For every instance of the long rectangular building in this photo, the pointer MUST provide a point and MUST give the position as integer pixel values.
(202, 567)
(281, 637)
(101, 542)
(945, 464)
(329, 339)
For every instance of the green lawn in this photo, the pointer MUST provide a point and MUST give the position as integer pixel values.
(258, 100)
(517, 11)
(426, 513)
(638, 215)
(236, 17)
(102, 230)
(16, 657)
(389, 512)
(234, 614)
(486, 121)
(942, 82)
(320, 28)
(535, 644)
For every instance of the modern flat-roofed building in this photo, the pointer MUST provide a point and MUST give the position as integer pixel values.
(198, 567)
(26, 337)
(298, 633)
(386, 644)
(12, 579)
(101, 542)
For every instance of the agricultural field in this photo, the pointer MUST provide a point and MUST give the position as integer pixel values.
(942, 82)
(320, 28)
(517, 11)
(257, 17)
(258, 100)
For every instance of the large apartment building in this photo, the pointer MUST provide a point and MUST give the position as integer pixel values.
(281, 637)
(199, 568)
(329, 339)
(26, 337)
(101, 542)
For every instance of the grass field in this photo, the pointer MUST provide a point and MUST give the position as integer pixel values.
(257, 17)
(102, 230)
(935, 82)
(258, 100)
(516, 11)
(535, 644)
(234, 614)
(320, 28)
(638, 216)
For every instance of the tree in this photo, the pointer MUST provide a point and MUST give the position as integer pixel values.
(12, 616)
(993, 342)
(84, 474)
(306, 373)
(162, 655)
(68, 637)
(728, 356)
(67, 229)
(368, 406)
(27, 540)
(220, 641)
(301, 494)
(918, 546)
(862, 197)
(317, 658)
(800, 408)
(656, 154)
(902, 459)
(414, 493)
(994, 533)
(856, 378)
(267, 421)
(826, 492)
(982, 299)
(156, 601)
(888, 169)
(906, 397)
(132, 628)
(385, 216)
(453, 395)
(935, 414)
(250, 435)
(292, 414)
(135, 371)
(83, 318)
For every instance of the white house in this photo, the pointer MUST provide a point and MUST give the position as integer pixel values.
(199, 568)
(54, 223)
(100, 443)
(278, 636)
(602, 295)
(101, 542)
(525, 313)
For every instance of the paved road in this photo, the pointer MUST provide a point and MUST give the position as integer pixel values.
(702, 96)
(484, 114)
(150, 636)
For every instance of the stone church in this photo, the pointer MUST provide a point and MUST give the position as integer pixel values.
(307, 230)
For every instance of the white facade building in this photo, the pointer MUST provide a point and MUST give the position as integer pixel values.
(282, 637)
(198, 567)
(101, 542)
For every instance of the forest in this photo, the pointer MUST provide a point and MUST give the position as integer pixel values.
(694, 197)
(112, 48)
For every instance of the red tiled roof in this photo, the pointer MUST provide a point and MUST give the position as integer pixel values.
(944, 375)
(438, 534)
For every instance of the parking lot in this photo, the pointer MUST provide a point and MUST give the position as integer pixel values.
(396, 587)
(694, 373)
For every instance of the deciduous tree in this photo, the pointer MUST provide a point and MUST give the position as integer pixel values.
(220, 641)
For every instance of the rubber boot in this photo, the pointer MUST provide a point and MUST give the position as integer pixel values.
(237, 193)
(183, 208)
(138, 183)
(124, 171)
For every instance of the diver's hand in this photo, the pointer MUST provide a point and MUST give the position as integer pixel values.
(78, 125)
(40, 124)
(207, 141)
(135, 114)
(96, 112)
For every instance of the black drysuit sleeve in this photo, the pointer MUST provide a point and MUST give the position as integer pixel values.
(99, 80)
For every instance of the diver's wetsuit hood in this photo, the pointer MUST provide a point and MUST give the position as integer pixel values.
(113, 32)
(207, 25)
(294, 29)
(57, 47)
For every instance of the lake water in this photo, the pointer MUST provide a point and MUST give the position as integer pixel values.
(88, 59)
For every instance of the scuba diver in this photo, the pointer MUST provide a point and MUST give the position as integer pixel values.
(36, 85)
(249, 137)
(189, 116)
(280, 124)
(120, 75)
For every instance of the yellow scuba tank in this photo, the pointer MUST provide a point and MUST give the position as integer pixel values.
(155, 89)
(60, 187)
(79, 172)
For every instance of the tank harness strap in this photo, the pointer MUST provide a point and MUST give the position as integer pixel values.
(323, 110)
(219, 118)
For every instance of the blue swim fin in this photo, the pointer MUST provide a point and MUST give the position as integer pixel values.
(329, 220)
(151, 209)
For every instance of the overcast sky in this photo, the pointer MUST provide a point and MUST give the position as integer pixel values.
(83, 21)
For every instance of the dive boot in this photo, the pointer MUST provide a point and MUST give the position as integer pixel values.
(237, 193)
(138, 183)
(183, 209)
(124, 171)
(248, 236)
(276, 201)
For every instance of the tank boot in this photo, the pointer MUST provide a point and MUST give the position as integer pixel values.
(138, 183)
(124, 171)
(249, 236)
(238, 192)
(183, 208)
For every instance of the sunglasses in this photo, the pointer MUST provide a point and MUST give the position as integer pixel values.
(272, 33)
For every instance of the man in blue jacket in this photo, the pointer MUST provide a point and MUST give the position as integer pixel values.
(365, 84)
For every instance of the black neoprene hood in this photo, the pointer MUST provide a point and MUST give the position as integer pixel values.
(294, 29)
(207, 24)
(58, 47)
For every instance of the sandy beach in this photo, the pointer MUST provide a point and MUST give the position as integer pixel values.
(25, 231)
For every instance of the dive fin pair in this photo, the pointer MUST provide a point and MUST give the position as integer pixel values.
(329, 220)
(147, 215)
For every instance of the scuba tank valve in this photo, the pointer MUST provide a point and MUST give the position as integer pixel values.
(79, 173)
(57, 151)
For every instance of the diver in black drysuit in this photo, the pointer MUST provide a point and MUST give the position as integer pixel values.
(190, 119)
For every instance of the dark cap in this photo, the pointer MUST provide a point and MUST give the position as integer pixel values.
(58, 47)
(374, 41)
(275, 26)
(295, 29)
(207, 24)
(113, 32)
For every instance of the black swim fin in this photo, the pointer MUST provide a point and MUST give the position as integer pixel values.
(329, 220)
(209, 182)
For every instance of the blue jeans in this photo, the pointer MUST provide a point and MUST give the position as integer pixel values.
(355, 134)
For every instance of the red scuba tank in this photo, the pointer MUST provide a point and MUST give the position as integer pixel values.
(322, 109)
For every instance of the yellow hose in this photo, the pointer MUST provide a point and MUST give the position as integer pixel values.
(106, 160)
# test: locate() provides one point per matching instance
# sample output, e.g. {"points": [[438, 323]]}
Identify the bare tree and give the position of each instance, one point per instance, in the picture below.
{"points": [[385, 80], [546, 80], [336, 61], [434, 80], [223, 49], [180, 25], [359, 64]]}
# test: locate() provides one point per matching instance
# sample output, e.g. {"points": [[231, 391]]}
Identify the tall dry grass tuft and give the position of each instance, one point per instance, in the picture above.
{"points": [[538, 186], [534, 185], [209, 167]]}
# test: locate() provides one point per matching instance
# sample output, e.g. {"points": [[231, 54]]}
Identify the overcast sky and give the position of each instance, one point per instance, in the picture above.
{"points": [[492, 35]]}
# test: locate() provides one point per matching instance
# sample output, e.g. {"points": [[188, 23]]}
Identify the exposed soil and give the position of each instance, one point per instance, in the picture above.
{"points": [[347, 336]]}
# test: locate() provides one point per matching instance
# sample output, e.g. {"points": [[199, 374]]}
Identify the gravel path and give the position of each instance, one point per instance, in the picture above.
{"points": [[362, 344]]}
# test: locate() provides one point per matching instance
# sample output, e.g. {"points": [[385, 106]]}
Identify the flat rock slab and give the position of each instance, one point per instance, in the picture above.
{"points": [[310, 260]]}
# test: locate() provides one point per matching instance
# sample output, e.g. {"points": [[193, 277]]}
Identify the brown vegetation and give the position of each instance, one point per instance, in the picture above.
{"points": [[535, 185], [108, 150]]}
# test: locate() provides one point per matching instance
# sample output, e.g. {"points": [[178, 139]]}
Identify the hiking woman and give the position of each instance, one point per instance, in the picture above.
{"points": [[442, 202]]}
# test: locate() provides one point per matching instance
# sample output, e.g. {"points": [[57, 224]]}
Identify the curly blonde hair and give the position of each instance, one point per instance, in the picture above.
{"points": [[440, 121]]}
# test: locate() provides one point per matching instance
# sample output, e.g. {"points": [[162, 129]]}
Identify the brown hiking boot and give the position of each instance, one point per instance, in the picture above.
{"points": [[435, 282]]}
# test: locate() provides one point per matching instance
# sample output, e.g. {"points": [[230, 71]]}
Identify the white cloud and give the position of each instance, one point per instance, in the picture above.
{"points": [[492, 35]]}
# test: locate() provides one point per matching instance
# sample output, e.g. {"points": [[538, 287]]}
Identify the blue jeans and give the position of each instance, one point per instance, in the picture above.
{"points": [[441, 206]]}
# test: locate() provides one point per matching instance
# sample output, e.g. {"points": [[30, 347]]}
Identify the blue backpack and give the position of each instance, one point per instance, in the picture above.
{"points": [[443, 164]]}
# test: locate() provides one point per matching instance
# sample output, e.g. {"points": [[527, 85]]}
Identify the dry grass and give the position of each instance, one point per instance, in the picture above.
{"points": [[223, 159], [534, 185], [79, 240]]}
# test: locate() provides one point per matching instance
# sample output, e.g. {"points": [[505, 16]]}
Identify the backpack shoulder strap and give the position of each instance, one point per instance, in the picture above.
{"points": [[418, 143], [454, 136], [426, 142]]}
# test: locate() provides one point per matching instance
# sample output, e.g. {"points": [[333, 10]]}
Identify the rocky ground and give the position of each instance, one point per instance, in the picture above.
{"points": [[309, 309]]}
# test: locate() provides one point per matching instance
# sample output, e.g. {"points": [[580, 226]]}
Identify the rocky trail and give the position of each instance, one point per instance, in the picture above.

* WHAT IS NEEDED
List every line in the items above that contains the word "strap".

* ANSWER TO THIS EXERCISE
For every instance of the tank harness strap in this photo, the pointer MUST provide a point and MUST give the position as integer pixel values.
Identify the backpack shoulder strap and give the position of each instance, one point per instance, in the picture above.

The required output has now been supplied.